[Named-object pointing records]
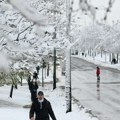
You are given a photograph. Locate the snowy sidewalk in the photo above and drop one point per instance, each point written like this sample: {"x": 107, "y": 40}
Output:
{"x": 104, "y": 61}
{"x": 21, "y": 97}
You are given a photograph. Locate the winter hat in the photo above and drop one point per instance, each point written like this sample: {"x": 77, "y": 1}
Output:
{"x": 40, "y": 93}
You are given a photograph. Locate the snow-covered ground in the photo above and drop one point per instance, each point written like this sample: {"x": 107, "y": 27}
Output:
{"x": 12, "y": 108}
{"x": 101, "y": 61}
{"x": 21, "y": 96}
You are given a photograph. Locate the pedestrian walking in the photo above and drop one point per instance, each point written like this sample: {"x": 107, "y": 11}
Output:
{"x": 98, "y": 76}
{"x": 33, "y": 86}
{"x": 41, "y": 108}
{"x": 35, "y": 75}
{"x": 38, "y": 68}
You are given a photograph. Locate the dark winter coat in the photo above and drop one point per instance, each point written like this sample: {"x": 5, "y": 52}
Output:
{"x": 33, "y": 90}
{"x": 42, "y": 113}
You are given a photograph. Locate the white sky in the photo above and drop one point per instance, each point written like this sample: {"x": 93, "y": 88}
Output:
{"x": 102, "y": 4}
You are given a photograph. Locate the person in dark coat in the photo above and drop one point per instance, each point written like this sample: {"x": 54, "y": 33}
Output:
{"x": 42, "y": 109}
{"x": 35, "y": 75}
{"x": 33, "y": 86}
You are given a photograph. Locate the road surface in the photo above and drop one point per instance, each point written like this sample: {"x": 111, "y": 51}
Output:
{"x": 104, "y": 101}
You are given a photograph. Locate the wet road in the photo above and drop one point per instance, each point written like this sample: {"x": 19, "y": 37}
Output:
{"x": 103, "y": 100}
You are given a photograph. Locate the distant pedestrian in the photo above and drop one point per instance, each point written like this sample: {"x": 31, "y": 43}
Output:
{"x": 33, "y": 86}
{"x": 41, "y": 108}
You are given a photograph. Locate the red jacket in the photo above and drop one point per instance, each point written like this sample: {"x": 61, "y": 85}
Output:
{"x": 98, "y": 72}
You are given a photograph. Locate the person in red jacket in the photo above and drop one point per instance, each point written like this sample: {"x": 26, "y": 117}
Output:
{"x": 98, "y": 73}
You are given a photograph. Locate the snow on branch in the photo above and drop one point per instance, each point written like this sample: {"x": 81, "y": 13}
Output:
{"x": 29, "y": 12}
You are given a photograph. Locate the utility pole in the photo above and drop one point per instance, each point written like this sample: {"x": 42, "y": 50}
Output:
{"x": 68, "y": 61}
{"x": 54, "y": 70}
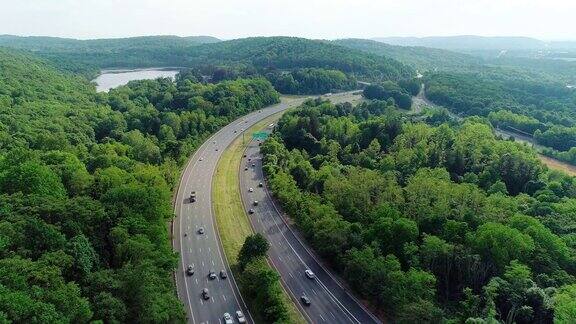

■ **What is required**: How many lines in the data above contain the string "jacket", matching case exactly? Tally them and reply with the number alone.

■ **Output of the task**: 2